Items listed in a dataset

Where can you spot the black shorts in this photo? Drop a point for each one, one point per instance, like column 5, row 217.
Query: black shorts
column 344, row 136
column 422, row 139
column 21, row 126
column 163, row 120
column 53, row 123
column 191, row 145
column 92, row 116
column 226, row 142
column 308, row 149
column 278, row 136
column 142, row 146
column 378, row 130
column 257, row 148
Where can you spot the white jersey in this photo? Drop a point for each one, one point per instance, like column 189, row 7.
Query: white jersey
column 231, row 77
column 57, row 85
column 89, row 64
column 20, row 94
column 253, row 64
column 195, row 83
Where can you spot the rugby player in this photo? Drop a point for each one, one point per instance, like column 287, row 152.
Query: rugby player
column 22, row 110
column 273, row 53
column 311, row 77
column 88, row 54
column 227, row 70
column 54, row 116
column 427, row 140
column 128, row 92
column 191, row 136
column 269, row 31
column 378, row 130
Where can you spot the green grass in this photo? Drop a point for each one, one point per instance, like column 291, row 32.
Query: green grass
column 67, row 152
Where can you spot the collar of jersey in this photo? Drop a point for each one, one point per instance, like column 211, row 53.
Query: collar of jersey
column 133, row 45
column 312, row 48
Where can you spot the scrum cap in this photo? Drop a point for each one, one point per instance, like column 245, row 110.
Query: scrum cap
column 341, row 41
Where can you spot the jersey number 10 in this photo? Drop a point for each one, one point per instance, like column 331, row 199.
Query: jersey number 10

*Task requirements:* Can you repeat all the items above, swapping every "jersey" for "shirt" and changing nothing else?

*Output below:*
Where can you spot the black shorts in this photo? Drop a point for each one, one point per instance, like column 5, row 217.
Query: black shorts
column 344, row 136
column 422, row 139
column 21, row 126
column 163, row 120
column 53, row 123
column 191, row 145
column 92, row 116
column 226, row 142
column 308, row 149
column 278, row 136
column 142, row 146
column 378, row 130
column 257, row 148
Where can you spot the white shirt in this photo? Drop a point for each one, one point per instance, like column 189, row 7.
Query: white shirt
column 231, row 77
column 57, row 85
column 89, row 64
column 20, row 94
column 253, row 64
column 195, row 83
Where can you spot the rugby player in this photo? Drop a point for each one, one point per instance, like column 287, row 152.
Query: rugby player
column 22, row 110
column 273, row 53
column 311, row 77
column 88, row 54
column 227, row 70
column 54, row 116
column 427, row 140
column 128, row 92
column 191, row 136
column 269, row 31
column 378, row 130
Where can you spot the green grass in this photo? Drop a point for each one, one point per instance, like column 291, row 32.
Query: green grass
column 67, row 152
Where can you spot the collar of shirt in this photo? Drop a point for each one, one point per instance, like column 211, row 53.
Query: collar of shirt
column 133, row 45
column 312, row 48
Where can you spot the scrum cap in this photo? Drop a point for each one, one point per instance, like column 245, row 110.
Query: scrum cap
column 341, row 41
Where can you spot the shirt number 10 in this photo? Drop a point for each one, one point per instance, like column 331, row 199.
Query: shirt number 10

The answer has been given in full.